### Materials provided
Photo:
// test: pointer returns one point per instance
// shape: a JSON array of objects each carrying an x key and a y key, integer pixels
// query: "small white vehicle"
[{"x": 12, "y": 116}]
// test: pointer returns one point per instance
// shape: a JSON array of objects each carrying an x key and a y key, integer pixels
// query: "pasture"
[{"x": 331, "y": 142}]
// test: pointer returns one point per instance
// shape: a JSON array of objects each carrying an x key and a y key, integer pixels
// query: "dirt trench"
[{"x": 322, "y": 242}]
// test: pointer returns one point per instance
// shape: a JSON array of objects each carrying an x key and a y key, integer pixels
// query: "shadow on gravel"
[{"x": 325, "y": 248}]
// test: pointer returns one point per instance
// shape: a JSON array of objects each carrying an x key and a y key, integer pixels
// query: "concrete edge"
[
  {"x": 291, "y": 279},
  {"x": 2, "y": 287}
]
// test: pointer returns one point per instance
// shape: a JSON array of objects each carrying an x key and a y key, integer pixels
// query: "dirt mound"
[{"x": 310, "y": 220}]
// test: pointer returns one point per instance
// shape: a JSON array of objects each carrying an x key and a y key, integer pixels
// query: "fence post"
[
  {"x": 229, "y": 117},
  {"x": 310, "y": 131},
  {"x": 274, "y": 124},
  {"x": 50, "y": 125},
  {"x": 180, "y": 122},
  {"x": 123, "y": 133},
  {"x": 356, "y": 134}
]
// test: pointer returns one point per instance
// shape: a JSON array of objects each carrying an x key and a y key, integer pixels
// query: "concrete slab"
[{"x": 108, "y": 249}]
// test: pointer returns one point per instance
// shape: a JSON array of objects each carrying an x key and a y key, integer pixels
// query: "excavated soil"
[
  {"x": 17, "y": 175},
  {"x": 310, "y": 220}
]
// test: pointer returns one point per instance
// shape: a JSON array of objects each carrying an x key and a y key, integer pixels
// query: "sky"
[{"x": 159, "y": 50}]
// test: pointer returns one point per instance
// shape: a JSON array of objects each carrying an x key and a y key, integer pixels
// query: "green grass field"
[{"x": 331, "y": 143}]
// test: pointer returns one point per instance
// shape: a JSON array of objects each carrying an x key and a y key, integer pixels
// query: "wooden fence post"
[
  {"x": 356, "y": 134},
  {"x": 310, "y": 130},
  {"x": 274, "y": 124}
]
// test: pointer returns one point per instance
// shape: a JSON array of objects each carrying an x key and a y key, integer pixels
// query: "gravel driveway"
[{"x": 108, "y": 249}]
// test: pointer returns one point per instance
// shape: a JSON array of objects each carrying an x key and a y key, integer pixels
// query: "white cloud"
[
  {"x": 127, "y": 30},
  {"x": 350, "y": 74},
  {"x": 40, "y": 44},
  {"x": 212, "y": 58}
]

### To be done
Copy down the whole of the data above, matching it exactly.

### Final answer
Photo:
// test: pointer returns one point per instance
// shape: a JSON array of objects each carrying an x key and a y key, integer pixels
// query: "small white vehicle"
[{"x": 12, "y": 116}]
// test: pointer returns one point per instance
// shape: a JSON array of objects each carrying an x key and a y key, integer pixels
// query: "pasture"
[{"x": 331, "y": 142}]
// test: pointer returns one point per instance
// shape: a JSON array of objects each carrying an x key and a y key, integer pixels
// query: "dirt trench"
[{"x": 322, "y": 242}]
// test: pointer returns one point per instance
// shape: a JSON array of objects each carrying an x key and a y key, integer pixels
// query: "shadow on gravel"
[{"x": 325, "y": 248}]
// test: pointer returns one point per instance
// shape: a JSON array of objects each carrying an x key and a y key, integer pixels
// query: "concrete edge"
[
  {"x": 291, "y": 279},
  {"x": 2, "y": 287}
]
// test: pointer returns one point per instance
// shape: a JSON array of objects each carrying an x key and a y key, integer pixels
// query: "dirt mound"
[{"x": 310, "y": 220}]
// test: pointer returns one point per instance
// shape: a JSON array of objects each carrying an x key and a y key, integer pixels
// query: "fence post"
[
  {"x": 229, "y": 117},
  {"x": 310, "y": 131},
  {"x": 274, "y": 124},
  {"x": 50, "y": 125},
  {"x": 180, "y": 122},
  {"x": 123, "y": 133},
  {"x": 356, "y": 134}
]
// test: pointer returns one point per instance
// shape: a JSON array of objects each carrying an x key and a y key, integer pixels
// query: "concrete slab"
[{"x": 108, "y": 249}]
// test: pointer returns one point per instance
// shape: a JSON array of objects each carrying an x key and a y key, integer pixels
// query: "excavated soil"
[
  {"x": 17, "y": 175},
  {"x": 310, "y": 220}
]
// test: pointer returns one point per instance
// shape: a JSON array of objects each carrying an x key and a y key, integer pixels
// query: "sky"
[{"x": 159, "y": 50}]
// test: pointer returns one point per instance
// shape: a JSON array of objects each carrying an x key and a y key, integer pixels
// query: "green grass field"
[{"x": 331, "y": 143}]
// test: pointer returns one point per instance
// shape: a JSON array of objects each carrying an x key and a y key, integer pixels
// query: "wooden fence post"
[
  {"x": 356, "y": 134},
  {"x": 310, "y": 130},
  {"x": 274, "y": 124}
]
// test: pointer returns one point per instance
// shape: a JSON array of objects each carrying an x key and a y key, integer pixels
// query: "gravel driveway"
[{"x": 108, "y": 249}]
// test: pointer returns one point per instance
// shape: a JSON array of objects each carrying an x key and a y key, integer pixels
// query: "white cloud"
[
  {"x": 127, "y": 30},
  {"x": 350, "y": 74},
  {"x": 40, "y": 44},
  {"x": 212, "y": 58}
]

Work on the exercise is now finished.